PAGE:
════════════════════
Once you have made your (tentative) choices you should do some (reality-check) calculations:

  • how many transistors (or NAND gates, or 74-style chip pins, etc) do you need?
  • what is the cost, power consumption, volume, power dissipation, etc.
  • how long would it take to assemble the CPU?

Let's do some very rough calculations. The 4004 had 2300 transistors. It uses all tricks in the book to limit the number of transistors, some of which are not available for a discrete BJT design (charged logic, pass-transsistor multiplexing), and the designers were clever. So let's (IMO conservatively) assume that you need 10k transistors. Assume 10mA collector current, 5V power, 1 cm^2 per transistor.

Now get your back of the envelope (or napkin, beer carton, or whatever):

  • Assume half the transistors are conduction, the total current is 0.5 * 10k * 0.01 = 50A. At 5 V this is 250 W. You will need a few PC-style PSU's, heavy wiring, decoupling, etc.

  • At $ 0.10 per transistor the cost will be $500. Doable, but maybe you'll have to consult your wife. Note that you must add all other costs: resistors, breadboards, solder, wiring, etc.

  • Assuming a very conservative 1 cm^2 per transistor your minimum area will be 1 meter x 1 meter. With resistors, wiring, power distribution etc. 10 square meters might be a better guess.

  • Finally: assembly time. How long does it take to assemble 1 transistor (and all its associated circuitry)? My (optimistic) ballpark guess is 1 minute. For the 10k transistors that means 167 hours of soldering: about 4 full working weeks. Note that you are not allowed to make a mistake!
════════════════════
DATASET EXCERPT:

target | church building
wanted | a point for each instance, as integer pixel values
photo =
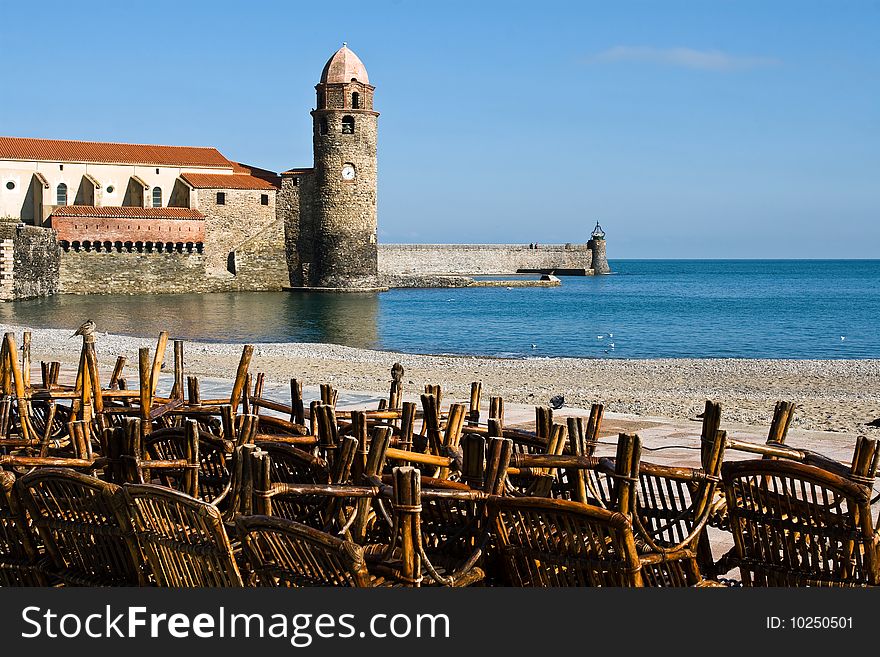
════════════════════
THE TASKS:
(a) Answer these from the CPU text:
(i) How many transistors did the 4004 have?
(ii) What price per transistor is used in the cost estimate?
(iii) How many hours of soldering are estimated for the 10k transistors?
(b) From the CPU text, give the passage between "Now get your" and "solder, wiring, etc.", inclusive, and swap "napkin" for "receipt".

TASK-BY-TASK RESULTS:
(a)
(i) 2300
(ii) $0.10
(iii) 167 hours

(b)
Now get your back of the envelope (or receipt, beer carton, or whatever):

  • Assume half the transistors are conduction, the total current is 0.5 * 10k * 0.01 = 50A. At 5 V this is 250 W. You will need a few PC-style PSU's, heavy wiring, decoupling, etc.

  • At $ 0.10 per transistor the cost will be $500. Doable, but maybe you'll have to consult your wife. Note that you must add all other costs: resistors, breadboards, solder, wiring, etc.